**Textauszug**
————
Alternative für Anbieter Wie sich Vermögensverwalter digital positionieren können

Laura Paul von Consileon

Laura Paul von Consileon erklärt, was Vermögensverwalter bei Ihrem digitalen Auftritt beachten sollten, Foto: Consileon Frankfurt

Im Bereich der digitalen Vermögensverwaltung tummeln sich zahlreiche Anbieter, die mit vielversprechenden Slogans um die Gunst der Anleger werben. Von „Investieren auf Family-Office-Niveau“ bis hin zu „der menschlichste Robo von allen“ versprechen Plattformen maßgeschneiderte Lösungen für private Investoren. Doch wie unterscheiden sich diese Angebote tatsächlich voneinander, und wie schaffen es Anbieter, sich in einem hart umkämpften Markt von der Konkurrenz abzuheben? Dafür braucht es einen Blick auf die aktuelle Marktlage und die wichtigsten Kriterien und Alleinstellungsmerkmale von 20 digitalen Vermögensverwaltern vor.
————
[Gesammelte Daten]
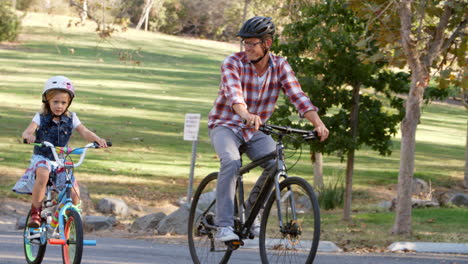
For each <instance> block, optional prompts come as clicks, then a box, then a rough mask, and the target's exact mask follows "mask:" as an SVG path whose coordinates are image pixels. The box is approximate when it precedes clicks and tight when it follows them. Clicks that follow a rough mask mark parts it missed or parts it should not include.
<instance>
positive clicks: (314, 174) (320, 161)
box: [310, 150, 323, 190]
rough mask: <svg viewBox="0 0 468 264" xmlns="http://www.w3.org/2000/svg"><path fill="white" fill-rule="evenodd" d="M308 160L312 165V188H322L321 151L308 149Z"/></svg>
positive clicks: (322, 187) (321, 153) (322, 182)
mask: <svg viewBox="0 0 468 264" xmlns="http://www.w3.org/2000/svg"><path fill="white" fill-rule="evenodd" d="M310 160H311V161H312V166H313V167H314V188H315V190H320V189H322V188H323V158H322V153H320V152H314V151H312V150H311V151H310Z"/></svg>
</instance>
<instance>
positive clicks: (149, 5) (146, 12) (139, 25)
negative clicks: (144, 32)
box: [136, 0, 154, 29]
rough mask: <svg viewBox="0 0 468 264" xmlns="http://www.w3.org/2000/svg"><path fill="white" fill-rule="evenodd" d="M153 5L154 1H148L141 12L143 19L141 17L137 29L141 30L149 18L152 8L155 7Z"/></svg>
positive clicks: (142, 18) (137, 26) (137, 24)
mask: <svg viewBox="0 0 468 264" xmlns="http://www.w3.org/2000/svg"><path fill="white" fill-rule="evenodd" d="M153 3H154V0H146V4H145V7H144V8H143V10H142V12H141V17H140V20H139V21H138V24H137V26H136V29H140V28H141V26H142V25H143V22H145V21H146V19H147V17H148V16H149V12H150V11H151V7H152V6H153Z"/></svg>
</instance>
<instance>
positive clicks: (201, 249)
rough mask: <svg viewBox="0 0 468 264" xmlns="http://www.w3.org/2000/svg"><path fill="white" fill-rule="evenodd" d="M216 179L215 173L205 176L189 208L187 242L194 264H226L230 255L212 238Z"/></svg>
mask: <svg viewBox="0 0 468 264" xmlns="http://www.w3.org/2000/svg"><path fill="white" fill-rule="evenodd" d="M217 179H218V173H217V172H215V173H211V174H209V175H208V176H206V177H205V178H204V179H203V180H202V181H201V183H200V185H199V186H198V188H197V191H196V192H195V195H194V196H193V200H192V203H191V206H190V214H189V221H188V242H189V248H190V255H191V256H192V260H193V263H195V264H210V263H227V261H228V260H229V258H230V257H231V254H232V250H229V249H228V248H227V246H226V245H225V244H224V243H222V242H217V241H215V238H214V236H215V234H216V228H214V225H215V224H214V218H215V208H216V184H217Z"/></svg>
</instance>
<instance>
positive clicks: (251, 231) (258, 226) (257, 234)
mask: <svg viewBox="0 0 468 264" xmlns="http://www.w3.org/2000/svg"><path fill="white" fill-rule="evenodd" d="M250 233H251V234H252V235H253V236H256V237H258V236H260V216H259V215H257V217H255V220H254V222H253V223H252V226H251V227H250Z"/></svg>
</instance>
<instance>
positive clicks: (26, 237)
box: [26, 141, 96, 246]
mask: <svg viewBox="0 0 468 264" xmlns="http://www.w3.org/2000/svg"><path fill="white" fill-rule="evenodd" d="M41 145H44V146H46V147H49V148H50V149H51V150H52V154H53V156H54V158H55V161H56V162H57V164H58V167H61V168H64V169H65V173H66V182H65V188H64V189H63V190H62V191H60V193H59V194H58V196H57V202H58V203H57V205H56V206H57V209H56V211H57V210H59V213H58V225H57V227H56V228H58V231H59V232H58V234H59V238H58V239H56V238H48V237H47V234H46V233H45V231H46V230H47V229H51V230H55V229H56V228H53V227H52V226H51V225H50V223H47V224H46V225H45V226H41V227H39V228H35V229H31V230H32V231H33V234H34V235H32V236H28V237H26V239H33V238H37V237H40V238H41V241H42V242H43V243H44V242H45V241H44V240H45V239H47V242H48V243H49V244H52V245H65V244H66V237H65V223H64V219H66V218H67V214H66V212H67V211H69V210H74V211H76V212H78V213H80V210H79V209H77V207H76V206H75V205H74V204H73V202H72V198H71V190H72V188H73V185H72V180H71V170H72V169H73V168H76V167H79V166H80V165H81V164H82V163H83V161H84V158H85V156H86V151H87V149H88V148H90V147H94V146H95V143H89V144H87V145H86V146H85V147H83V148H78V149H68V148H60V150H61V151H63V152H64V153H67V154H77V155H78V154H80V159H79V161H78V163H74V164H68V163H67V162H66V161H65V158H63V157H59V155H58V153H57V151H56V147H55V146H54V145H53V144H51V143H50V142H47V141H44V142H43V143H41ZM51 192H52V189H51V188H50V186H47V198H46V201H48V202H51ZM61 205H63V206H61ZM52 206H53V205H52V204H48V205H47V206H46V208H49V207H52ZM83 245H88V246H95V245H96V241H95V240H83Z"/></svg>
————
**Arbeitsauftrag**
Aktualisiere im Text über digitale Vermögensverwalter den Abschnitt von „Alternative für Anbieter“ bis „digitalen Vermögensverwaltern vor.“, wobei „Anbieter“ jeweils durch „Dienstleister“ ersetzt wird. Die Zeilen spielen hier keine Rolle.

**Gelöste Aufgabe**
Alternative für Dienstleister Wie sich Vermögensverwalter digital positionieren können

Laura Paul von Consileon

Laura Paul von Consileon erklärt, was Vermögensverwalter bei Ihrem digitalen Auftritt beachten sollten, Foto: Consileon Frankfurt

Im Bereich der digitalen Vermögensverwaltung tummeln sich zahlreiche Dienstleister, die mit vielversprechenden Slogans um die Gunst der Anleger werben. Von „Investieren auf Family-Office-Niveau“ bis hin zu „der menschlichste Robo von allen“ versprechen Plattformen maßgeschneiderte Lösungen für private Investoren. Doch wie unterscheiden sich diese Angebote tatsächlich voneinander, und wie schaffen es Dienstleister, sich in einem hart umkämpften Markt von der Konkurrenz abzuheben? Dafür braucht es einen Blick auf die aktuelle Marktlage und die wichtigsten Kriterien und Alleinstellungsmerkmale von 20 digitalen Vermögensverwaltern vor.